Due to this reason, the state government has enacted the Public Parks and Green Ordinance, 1993 which provides for the preservation and protection of greens in special areas and open spaces.
The enactment of the ordinance enables the state government to safeguard and maintain sufficient area of green lungs in urban setting.
Under the Local Ordinance, 10 per cent of development areas are to be set aside as open spaces which can be developed and rehabilitated as green lungs.
Since then, many areas have been declared as special areas under this Ordinance.
The State Planning Authority and the local authorities are responsible to administer and manage the public parks and greens in special areas.
Q: What are the efforts to revitalise the Sarawak River which is the main attraction in Kuching city?
A: It has been the policy of the state to maintain the water quality of major rivers in Sarawak at Class IIB of the National Water Quality Standard of Malaysia (NWQSM) while the standard for effluent and sewage discharges from industries has been set to Standard A of the EQA, 1974.
From the annual monitoring programmes implemented by the NREB, most of the major rivers in Sarawak, including Sarawak River, are within Class III category.
However, tributaries of Sarawak River and the water quality of rivers within the urban areas have high concentration of coliform and heavy metals.
This is because of direct discharge of waste water from commercial and residential areas into the drains and eventually to streams and rivers.

▶ **Task requirements**: Repeat the part of the Sarawak parks and rivers excerpt that begins at the words "A: It has been" and stops after "streams and rivers.".

▶ **Supplied data**:

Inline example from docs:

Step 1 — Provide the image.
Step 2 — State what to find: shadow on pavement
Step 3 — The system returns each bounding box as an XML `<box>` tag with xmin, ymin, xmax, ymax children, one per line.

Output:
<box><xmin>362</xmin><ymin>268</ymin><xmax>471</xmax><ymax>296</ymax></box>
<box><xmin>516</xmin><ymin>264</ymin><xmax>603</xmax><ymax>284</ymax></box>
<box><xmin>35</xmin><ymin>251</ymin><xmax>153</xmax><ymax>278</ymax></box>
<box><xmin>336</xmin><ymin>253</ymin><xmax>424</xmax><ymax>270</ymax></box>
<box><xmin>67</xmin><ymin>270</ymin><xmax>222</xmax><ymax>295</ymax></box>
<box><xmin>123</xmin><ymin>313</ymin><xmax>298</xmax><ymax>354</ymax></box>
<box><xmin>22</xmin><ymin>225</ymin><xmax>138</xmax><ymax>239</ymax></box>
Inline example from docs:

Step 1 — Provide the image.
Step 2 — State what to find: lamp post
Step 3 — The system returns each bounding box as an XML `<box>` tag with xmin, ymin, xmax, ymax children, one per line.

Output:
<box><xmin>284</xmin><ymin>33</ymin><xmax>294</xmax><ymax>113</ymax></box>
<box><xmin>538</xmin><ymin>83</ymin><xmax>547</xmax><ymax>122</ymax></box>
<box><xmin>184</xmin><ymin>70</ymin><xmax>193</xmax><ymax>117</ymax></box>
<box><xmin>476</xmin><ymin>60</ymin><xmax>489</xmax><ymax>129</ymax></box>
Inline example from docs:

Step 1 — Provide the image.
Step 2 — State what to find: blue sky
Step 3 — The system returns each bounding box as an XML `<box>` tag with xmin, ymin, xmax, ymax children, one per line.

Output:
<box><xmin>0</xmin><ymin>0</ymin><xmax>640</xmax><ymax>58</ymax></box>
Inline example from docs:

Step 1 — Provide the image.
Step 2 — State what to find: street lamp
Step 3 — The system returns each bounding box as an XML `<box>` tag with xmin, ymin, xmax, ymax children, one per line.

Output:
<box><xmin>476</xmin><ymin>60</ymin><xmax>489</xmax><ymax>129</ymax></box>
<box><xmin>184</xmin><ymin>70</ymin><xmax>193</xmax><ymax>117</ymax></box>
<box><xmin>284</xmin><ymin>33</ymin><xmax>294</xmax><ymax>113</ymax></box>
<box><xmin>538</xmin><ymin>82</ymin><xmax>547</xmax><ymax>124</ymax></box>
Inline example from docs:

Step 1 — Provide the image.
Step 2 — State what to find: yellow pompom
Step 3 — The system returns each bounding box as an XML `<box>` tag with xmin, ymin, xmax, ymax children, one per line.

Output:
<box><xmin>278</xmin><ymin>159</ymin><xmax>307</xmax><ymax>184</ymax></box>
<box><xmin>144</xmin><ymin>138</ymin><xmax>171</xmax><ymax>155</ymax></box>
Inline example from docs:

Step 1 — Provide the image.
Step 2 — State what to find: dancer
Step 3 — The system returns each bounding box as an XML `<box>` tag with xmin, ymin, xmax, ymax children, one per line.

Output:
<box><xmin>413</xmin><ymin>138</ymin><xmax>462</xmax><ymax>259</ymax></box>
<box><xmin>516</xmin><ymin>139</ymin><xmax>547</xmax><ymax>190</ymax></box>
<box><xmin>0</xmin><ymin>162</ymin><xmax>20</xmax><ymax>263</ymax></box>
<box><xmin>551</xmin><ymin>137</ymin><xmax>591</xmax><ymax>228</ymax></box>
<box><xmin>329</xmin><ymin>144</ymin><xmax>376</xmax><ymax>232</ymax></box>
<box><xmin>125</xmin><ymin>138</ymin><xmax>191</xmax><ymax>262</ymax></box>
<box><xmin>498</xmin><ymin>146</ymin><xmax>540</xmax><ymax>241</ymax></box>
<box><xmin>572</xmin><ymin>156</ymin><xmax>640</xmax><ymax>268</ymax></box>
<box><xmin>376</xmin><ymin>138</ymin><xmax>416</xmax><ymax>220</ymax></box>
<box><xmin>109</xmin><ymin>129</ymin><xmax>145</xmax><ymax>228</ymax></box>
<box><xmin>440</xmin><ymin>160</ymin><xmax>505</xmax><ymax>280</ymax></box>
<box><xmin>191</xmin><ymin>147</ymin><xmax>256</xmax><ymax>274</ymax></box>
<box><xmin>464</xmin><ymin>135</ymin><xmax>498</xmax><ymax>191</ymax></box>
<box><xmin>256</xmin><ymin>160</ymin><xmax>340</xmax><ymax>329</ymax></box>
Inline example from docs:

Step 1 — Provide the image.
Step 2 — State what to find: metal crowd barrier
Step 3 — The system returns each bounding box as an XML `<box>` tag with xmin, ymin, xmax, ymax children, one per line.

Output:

▶ **Expected answer**:
A: It has been the policy of the state to maintain the water quality of major rivers in Sarawak at Class IIB of the National Water Quality Standard of Malaysia (NWQSM) while the standard for effluent and sewage discharges from industries has been set to Standard A of the EQA, 1974.
From the annual monitoring programmes implemented by the NREB, most of the major rivers in Sarawak, including Sarawak River, are within Class III category.
However, tributaries of Sarawak River and the water quality of rivers within the urban areas have high concentration of coliform and heavy metals.
This is because of direct discharge of waste water from commercial and residential areas into the drains and eventually to streams and rivers.